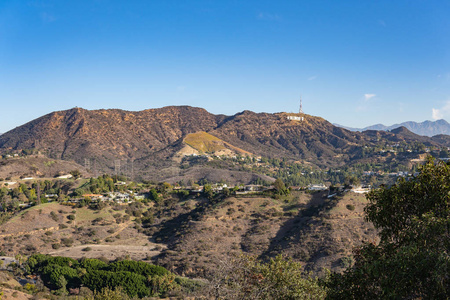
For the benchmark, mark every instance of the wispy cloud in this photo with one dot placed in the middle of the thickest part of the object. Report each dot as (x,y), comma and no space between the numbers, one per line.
(440,113)
(367,97)
(268,17)
(365,102)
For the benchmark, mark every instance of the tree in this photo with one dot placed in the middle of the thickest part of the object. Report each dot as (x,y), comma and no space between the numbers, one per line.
(245,277)
(412,259)
(280,187)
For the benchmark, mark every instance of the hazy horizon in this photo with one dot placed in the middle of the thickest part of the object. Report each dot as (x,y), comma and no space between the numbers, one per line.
(354,63)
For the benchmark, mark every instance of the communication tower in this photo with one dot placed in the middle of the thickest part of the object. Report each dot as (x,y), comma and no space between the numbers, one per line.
(301,106)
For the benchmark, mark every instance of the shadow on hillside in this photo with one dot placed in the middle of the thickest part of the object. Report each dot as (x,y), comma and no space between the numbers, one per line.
(302,237)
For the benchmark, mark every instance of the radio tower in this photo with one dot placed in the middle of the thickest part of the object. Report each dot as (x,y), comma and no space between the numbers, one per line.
(301,106)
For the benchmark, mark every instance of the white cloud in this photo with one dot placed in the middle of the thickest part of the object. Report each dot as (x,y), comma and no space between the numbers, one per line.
(440,113)
(367,97)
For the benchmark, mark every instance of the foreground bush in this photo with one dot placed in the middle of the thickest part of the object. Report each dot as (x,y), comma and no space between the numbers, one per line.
(412,260)
(245,277)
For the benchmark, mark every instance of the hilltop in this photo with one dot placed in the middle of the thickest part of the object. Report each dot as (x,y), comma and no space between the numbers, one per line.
(159,144)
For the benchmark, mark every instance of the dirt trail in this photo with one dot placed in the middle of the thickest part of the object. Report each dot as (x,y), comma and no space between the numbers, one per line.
(29,232)
(111,251)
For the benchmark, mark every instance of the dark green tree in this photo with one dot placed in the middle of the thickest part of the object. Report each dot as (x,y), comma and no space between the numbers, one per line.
(412,259)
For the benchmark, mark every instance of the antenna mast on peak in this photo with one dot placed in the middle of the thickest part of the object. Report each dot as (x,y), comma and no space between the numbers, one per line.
(301,106)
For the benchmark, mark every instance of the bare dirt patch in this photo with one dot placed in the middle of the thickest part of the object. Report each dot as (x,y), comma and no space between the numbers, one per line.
(112,252)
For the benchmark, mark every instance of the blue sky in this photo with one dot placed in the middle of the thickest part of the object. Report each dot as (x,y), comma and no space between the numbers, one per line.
(356,63)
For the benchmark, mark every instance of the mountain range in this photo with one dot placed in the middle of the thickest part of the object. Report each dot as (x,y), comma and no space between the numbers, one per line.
(154,143)
(426,128)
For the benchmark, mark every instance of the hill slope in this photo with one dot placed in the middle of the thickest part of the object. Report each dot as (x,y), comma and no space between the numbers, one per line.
(147,142)
(426,128)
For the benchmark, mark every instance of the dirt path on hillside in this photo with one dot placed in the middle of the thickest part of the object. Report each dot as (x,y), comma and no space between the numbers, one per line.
(29,232)
(111,252)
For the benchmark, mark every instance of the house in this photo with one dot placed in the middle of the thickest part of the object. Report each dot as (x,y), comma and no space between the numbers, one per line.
(65,176)
(317,187)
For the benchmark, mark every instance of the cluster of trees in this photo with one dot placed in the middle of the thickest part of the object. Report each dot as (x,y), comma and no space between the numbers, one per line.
(246,277)
(412,260)
(32,192)
(136,279)
(103,184)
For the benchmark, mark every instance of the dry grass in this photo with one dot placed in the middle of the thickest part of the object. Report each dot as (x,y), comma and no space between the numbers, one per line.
(207,143)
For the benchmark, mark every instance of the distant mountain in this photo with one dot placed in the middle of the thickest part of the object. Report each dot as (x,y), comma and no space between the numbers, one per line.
(155,143)
(426,128)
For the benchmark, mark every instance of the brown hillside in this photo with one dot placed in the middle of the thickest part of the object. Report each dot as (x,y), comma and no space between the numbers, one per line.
(152,138)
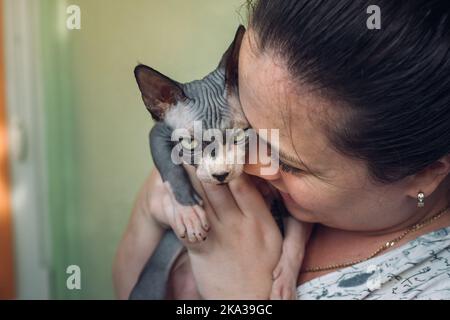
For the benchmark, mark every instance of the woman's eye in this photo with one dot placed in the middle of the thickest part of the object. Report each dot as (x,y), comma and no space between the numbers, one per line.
(287,168)
(189,144)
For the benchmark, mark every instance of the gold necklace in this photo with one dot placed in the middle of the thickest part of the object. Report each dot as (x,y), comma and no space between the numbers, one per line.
(384,247)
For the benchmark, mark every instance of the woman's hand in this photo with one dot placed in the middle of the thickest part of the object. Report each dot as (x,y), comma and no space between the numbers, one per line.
(244,244)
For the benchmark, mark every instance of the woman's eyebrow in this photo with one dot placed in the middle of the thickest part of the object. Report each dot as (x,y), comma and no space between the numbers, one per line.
(284,156)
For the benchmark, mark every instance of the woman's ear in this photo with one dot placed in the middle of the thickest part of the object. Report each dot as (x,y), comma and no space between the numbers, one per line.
(159,92)
(429,179)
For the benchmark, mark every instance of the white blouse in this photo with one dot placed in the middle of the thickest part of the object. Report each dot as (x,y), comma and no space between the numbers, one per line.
(419,269)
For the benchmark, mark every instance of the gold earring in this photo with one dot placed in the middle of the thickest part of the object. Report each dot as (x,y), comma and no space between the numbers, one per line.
(420,199)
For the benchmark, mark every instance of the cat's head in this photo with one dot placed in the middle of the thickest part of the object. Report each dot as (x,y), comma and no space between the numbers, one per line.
(212,102)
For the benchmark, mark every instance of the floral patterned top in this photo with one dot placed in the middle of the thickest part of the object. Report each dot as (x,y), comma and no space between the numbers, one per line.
(419,269)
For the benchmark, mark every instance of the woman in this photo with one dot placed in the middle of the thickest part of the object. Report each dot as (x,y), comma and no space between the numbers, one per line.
(364,120)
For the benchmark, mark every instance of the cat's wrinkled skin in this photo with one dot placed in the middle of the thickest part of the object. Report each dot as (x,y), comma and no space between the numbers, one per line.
(213,102)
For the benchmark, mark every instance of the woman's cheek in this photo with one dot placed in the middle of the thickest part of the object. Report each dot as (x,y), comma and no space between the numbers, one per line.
(310,195)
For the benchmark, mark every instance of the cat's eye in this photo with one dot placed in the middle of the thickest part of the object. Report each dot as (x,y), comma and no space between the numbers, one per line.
(189,143)
(239,137)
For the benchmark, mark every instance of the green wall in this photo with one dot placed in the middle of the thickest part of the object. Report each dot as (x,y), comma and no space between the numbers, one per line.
(97,125)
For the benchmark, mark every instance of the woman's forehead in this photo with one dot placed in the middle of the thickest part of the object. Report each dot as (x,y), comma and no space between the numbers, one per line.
(269,101)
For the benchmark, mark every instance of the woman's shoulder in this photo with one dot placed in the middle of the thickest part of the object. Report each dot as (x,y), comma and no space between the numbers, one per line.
(420,269)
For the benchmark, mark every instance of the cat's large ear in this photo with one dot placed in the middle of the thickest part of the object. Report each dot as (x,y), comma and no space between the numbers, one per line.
(230,59)
(159,92)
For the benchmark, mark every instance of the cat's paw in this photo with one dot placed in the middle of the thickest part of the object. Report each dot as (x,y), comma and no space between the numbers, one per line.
(188,219)
(284,286)
(190,222)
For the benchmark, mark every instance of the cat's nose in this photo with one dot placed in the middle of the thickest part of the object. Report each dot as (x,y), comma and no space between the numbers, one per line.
(221,177)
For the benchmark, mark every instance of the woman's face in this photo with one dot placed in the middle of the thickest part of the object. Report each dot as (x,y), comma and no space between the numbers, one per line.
(340,193)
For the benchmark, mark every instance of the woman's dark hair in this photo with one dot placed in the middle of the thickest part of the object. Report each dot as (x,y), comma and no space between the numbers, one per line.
(395,81)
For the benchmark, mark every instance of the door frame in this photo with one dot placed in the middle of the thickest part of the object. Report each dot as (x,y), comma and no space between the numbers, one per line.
(27,145)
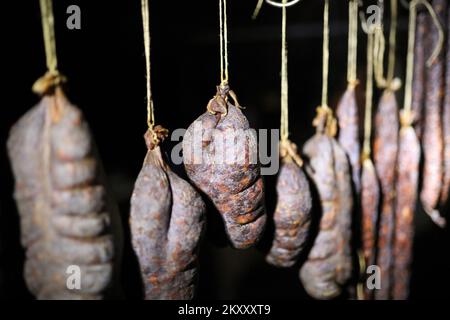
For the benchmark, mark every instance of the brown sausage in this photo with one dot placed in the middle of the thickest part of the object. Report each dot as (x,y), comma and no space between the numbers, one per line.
(292,215)
(385,156)
(66,218)
(446,125)
(345,203)
(167,221)
(370,198)
(328,266)
(220,157)
(432,139)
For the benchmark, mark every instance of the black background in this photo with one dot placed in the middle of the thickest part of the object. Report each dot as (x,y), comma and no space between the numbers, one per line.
(105,66)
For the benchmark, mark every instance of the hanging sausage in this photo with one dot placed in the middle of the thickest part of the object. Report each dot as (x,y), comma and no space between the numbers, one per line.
(166,214)
(293,211)
(347,109)
(328,266)
(432,138)
(220,157)
(446,123)
(385,155)
(69,225)
(370,188)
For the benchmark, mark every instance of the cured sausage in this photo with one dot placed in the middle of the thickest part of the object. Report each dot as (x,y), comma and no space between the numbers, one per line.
(328,266)
(167,222)
(220,157)
(385,156)
(292,214)
(432,138)
(406,187)
(446,125)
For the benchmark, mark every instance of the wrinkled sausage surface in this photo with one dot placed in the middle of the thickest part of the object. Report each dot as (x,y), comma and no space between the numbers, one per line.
(67,220)
(167,222)
(385,156)
(328,266)
(220,157)
(406,187)
(292,215)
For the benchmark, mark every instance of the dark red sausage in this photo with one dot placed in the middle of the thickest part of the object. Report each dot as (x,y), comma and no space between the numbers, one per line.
(66,217)
(228,173)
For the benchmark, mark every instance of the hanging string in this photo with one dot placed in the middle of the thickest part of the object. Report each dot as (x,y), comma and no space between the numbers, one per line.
(273,3)
(223,42)
(284,126)
(352,43)
(257,9)
(406,117)
(325,56)
(146,29)
(369,95)
(379,47)
(52,77)
(49,35)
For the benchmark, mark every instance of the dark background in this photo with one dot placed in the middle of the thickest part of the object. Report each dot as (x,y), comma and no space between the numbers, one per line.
(105,66)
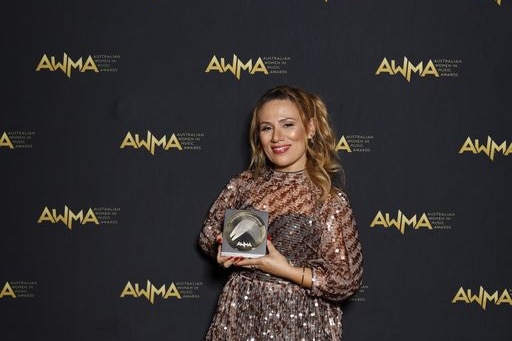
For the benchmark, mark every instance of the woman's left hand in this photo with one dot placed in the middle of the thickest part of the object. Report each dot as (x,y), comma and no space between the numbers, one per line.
(273,262)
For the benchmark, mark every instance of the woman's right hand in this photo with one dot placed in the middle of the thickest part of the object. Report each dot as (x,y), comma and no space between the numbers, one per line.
(224,261)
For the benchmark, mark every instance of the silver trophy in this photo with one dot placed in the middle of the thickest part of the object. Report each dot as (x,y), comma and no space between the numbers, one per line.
(245,233)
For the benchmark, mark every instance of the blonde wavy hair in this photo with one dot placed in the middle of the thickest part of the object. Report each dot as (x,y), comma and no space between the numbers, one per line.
(322,162)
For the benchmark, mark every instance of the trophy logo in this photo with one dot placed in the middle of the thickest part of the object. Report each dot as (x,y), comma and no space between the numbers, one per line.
(245,233)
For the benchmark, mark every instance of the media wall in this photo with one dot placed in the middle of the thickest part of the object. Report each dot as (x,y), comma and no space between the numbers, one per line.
(121,121)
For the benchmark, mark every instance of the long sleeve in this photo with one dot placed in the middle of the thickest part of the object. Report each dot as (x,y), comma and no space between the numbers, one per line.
(213,223)
(337,272)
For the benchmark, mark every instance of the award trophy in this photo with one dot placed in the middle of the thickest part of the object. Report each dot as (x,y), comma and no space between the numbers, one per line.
(245,233)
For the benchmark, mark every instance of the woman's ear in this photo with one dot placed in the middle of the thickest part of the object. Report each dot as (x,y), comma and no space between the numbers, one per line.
(311,129)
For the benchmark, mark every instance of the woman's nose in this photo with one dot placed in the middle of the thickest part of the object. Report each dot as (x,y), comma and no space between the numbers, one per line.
(276,135)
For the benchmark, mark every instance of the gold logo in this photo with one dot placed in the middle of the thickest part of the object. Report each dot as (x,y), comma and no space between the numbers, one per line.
(5,141)
(489,148)
(343,145)
(151,142)
(236,66)
(66,65)
(401,221)
(482,298)
(150,291)
(407,68)
(68,217)
(7,291)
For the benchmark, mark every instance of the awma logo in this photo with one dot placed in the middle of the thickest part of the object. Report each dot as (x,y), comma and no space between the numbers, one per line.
(237,66)
(66,65)
(150,291)
(482,298)
(406,69)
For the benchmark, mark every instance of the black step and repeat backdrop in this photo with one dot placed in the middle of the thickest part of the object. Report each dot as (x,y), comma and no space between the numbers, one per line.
(121,121)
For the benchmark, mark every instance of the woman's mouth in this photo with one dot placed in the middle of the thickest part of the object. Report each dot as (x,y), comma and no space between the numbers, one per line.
(280,149)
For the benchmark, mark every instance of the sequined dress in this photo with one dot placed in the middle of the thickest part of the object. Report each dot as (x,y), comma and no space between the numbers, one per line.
(256,306)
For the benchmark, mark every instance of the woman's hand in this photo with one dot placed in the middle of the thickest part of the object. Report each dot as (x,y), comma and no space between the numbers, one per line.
(224,261)
(273,263)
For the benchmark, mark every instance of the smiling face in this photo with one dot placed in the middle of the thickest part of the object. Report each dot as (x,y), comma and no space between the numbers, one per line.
(283,136)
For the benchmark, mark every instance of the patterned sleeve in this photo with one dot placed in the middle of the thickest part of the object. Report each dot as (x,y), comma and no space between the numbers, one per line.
(214,222)
(337,273)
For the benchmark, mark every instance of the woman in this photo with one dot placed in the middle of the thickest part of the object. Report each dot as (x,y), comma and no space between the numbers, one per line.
(313,259)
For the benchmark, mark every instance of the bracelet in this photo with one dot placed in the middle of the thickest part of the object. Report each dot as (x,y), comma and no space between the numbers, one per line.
(302,280)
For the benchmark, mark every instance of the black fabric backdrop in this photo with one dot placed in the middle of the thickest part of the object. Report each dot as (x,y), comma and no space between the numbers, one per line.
(427,157)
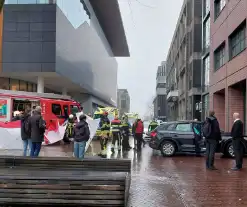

========================

**WHAT YOU WILL DO**
Filter the records above down to the lines that contain the string "wall". Matching is case-sensitive.

**TASK ANSWER**
For the benchmark, mark every instance of the green wall in this photo with one dot placed in the middle of the thickest part of the object. Report each dot as (x,y), comma and no space between the numbers, one per line.
For the benchmark, mark every instance of the media wall in this photo with one dot placed in the middle of the thickest part of the object. Report each dot as (x,y), comma and no space between the numbers, one per line.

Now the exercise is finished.